**Challenge:** Scale the records that start at the line containing "the beige carpet." and end after the line containing "[594,79,640,330]". Rewrite only those lines, requests included, and multiply every bounding box coordinate in the answers by 1.1, rounding to whole numbers with halves rounded up.

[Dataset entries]

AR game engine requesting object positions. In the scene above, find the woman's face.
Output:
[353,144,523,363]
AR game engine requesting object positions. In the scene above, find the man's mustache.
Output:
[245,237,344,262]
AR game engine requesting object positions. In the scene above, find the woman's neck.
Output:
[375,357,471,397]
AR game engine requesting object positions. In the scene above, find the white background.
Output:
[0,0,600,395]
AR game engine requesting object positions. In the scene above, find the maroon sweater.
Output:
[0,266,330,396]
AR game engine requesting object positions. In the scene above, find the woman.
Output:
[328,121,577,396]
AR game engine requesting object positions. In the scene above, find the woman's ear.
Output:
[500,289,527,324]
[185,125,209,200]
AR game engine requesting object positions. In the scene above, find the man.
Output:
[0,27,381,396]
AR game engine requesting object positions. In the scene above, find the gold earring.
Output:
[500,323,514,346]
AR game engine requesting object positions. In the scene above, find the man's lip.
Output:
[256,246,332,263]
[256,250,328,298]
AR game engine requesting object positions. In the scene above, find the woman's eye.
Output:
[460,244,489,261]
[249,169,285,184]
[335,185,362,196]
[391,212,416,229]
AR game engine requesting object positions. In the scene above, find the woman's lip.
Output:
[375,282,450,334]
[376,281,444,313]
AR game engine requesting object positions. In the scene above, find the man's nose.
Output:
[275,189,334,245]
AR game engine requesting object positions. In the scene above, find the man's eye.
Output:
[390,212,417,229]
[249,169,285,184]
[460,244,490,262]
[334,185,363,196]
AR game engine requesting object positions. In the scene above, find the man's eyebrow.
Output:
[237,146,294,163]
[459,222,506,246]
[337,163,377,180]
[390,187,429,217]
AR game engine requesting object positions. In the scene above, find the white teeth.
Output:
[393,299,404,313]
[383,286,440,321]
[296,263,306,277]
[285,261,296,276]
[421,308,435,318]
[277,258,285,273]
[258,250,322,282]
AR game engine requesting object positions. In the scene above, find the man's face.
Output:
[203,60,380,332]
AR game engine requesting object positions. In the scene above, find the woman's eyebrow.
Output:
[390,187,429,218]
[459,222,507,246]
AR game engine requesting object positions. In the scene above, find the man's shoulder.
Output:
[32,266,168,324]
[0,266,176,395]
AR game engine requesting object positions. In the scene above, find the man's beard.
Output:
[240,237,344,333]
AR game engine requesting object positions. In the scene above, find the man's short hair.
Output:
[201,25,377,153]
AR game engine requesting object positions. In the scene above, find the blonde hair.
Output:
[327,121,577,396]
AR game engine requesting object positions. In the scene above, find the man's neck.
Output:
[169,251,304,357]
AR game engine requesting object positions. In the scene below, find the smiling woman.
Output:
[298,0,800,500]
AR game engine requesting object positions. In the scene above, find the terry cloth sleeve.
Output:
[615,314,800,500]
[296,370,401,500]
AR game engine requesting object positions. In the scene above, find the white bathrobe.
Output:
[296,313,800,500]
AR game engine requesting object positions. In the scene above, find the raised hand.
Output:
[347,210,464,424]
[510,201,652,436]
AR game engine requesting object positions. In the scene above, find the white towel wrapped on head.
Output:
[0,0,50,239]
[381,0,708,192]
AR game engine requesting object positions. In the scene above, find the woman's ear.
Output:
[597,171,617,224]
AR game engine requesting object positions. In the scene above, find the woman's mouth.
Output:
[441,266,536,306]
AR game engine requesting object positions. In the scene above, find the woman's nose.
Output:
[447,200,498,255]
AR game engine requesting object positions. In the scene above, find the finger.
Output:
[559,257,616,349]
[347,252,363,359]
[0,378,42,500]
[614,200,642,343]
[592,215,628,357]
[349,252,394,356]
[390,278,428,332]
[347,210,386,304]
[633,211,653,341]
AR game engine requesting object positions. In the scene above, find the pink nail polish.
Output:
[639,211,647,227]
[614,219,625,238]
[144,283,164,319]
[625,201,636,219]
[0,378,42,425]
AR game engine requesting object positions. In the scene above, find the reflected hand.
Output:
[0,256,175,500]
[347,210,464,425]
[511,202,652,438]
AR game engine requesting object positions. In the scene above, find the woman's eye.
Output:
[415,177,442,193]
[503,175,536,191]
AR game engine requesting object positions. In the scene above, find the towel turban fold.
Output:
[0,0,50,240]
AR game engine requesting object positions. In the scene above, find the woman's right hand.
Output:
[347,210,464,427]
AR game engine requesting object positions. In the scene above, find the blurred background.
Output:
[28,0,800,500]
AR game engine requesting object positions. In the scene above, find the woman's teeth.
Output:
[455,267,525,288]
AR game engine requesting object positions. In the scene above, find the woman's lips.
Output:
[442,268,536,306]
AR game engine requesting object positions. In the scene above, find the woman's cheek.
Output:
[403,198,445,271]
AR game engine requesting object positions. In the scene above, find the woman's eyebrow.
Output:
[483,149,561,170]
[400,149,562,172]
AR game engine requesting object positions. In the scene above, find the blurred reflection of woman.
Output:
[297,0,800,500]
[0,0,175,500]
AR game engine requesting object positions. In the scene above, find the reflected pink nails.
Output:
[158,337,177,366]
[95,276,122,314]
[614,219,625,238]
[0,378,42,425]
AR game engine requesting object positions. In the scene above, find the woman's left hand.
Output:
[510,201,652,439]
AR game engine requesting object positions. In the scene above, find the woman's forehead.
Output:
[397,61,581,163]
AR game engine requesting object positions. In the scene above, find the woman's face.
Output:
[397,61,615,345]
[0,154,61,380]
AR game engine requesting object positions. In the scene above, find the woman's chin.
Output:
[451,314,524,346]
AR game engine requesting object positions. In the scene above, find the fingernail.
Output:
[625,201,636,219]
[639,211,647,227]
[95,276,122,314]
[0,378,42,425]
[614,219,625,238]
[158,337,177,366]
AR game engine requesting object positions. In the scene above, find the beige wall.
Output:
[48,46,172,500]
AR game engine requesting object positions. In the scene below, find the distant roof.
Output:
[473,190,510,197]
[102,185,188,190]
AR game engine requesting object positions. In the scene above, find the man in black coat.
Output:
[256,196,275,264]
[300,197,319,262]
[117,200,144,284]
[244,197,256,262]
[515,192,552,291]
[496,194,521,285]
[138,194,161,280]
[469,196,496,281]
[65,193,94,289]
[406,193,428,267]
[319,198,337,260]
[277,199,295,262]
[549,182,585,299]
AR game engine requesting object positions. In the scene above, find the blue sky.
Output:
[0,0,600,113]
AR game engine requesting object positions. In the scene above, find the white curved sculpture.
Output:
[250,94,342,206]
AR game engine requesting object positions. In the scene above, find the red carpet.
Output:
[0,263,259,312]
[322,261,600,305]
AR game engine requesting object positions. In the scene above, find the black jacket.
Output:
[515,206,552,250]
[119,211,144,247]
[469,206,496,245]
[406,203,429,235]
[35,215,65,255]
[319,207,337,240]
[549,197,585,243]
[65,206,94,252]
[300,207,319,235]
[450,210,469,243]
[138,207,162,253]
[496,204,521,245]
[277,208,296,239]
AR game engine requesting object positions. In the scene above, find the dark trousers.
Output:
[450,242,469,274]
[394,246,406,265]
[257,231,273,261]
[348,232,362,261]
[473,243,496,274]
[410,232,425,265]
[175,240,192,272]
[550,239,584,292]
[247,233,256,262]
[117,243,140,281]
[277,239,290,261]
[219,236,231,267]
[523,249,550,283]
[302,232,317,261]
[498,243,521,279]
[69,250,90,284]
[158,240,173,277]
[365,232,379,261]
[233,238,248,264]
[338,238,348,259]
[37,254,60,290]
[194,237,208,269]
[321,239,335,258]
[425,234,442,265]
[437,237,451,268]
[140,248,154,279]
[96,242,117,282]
---
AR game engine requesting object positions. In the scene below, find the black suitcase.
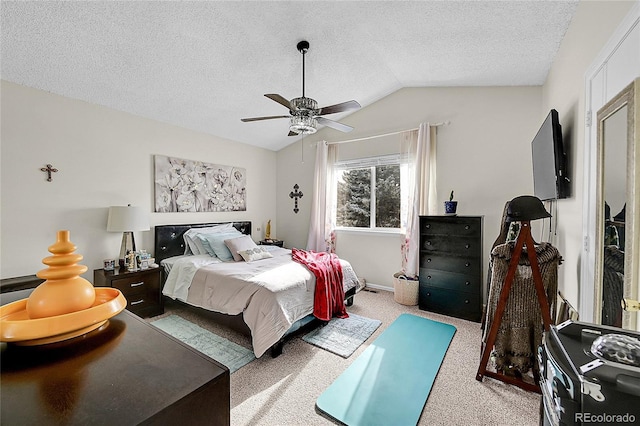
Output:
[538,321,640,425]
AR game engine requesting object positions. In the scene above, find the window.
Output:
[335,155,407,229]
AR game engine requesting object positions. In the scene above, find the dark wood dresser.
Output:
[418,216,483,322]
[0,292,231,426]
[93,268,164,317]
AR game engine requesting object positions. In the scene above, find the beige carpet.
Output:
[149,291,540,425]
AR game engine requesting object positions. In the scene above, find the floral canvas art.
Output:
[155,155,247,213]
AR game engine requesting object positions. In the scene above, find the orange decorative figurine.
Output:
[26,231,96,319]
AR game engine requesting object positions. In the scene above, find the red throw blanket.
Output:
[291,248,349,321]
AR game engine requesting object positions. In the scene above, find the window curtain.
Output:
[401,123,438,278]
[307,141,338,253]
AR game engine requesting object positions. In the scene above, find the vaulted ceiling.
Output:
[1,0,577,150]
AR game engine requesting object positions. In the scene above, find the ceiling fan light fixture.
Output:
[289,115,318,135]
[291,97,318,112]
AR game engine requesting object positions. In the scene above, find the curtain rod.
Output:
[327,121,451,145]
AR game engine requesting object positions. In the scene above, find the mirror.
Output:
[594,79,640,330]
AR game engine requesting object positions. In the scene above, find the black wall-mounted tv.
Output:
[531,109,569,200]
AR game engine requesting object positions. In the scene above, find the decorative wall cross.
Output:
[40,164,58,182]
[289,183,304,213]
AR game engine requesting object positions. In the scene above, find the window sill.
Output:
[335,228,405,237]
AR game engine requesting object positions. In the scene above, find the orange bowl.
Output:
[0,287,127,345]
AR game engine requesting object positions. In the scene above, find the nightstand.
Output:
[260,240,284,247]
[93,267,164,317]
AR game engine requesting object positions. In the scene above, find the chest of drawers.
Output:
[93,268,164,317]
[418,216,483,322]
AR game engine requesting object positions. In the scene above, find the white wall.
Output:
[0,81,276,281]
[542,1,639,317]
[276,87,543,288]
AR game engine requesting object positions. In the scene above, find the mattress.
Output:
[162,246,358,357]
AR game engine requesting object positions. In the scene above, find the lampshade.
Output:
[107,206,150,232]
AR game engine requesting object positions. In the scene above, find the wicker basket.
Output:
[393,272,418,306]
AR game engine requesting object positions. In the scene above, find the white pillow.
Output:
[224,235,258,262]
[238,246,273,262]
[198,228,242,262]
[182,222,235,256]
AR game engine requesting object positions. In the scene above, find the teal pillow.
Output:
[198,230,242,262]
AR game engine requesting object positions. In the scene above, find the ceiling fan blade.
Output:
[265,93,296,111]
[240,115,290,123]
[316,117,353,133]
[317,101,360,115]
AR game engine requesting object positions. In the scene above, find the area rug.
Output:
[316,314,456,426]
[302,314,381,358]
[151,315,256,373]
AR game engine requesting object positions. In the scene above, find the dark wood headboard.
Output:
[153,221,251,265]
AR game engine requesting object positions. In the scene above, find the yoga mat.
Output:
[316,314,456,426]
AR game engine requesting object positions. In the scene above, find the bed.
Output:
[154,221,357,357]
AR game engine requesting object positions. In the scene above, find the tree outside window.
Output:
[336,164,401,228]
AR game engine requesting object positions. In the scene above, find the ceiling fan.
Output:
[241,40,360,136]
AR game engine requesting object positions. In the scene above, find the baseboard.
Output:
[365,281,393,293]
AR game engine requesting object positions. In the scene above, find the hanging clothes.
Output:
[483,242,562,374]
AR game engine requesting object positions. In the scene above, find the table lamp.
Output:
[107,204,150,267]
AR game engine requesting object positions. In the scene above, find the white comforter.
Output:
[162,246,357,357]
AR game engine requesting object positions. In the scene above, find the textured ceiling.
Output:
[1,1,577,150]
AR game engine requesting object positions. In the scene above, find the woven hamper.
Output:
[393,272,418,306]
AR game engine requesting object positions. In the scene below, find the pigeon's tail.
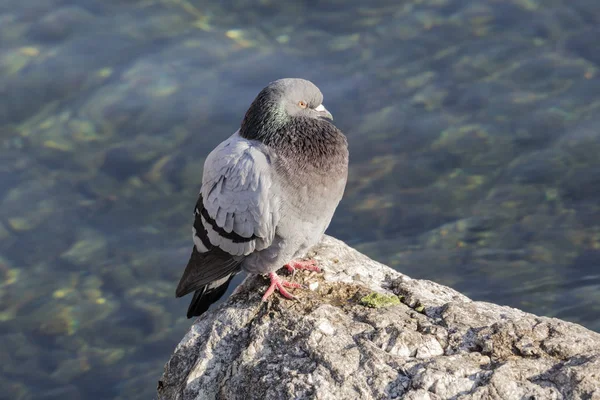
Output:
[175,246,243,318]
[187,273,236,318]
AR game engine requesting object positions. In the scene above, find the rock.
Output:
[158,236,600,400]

**Exercise output:**
AR game engine requesting object positions. In the scene above, find the beige carpet.
Output:
[164,320,594,468]
AR game engine requesting object positions. In the scene above, find the floral canvas art.
Output:
[171,171,272,234]
AR game engine requesting object positions. In the scene above, find the orange decorative figurine.
Output:
[29,254,106,351]
AR game engine requesting object positions. In the scene above, find the red throw blanket.
Output:
[320,273,384,353]
AR game engine requesting object positions. In the scene above, find the window curtain.
Output:
[441,135,482,306]
[338,155,372,278]
AR game engine requesting object positions. In the scene above, find the vaulted ceiling.
Output:
[1,0,635,165]
AR game engine requesting object positions. In the scene above, find the ceiling fan light fixture.
Output:
[318,127,350,149]
[320,107,350,123]
AR game engine requesting object positions. In the scene above, find the curtain rod.
Output:
[360,133,496,160]
AR game engine requesting object positions. In the scene above, find the mirror.
Output:
[653,87,704,363]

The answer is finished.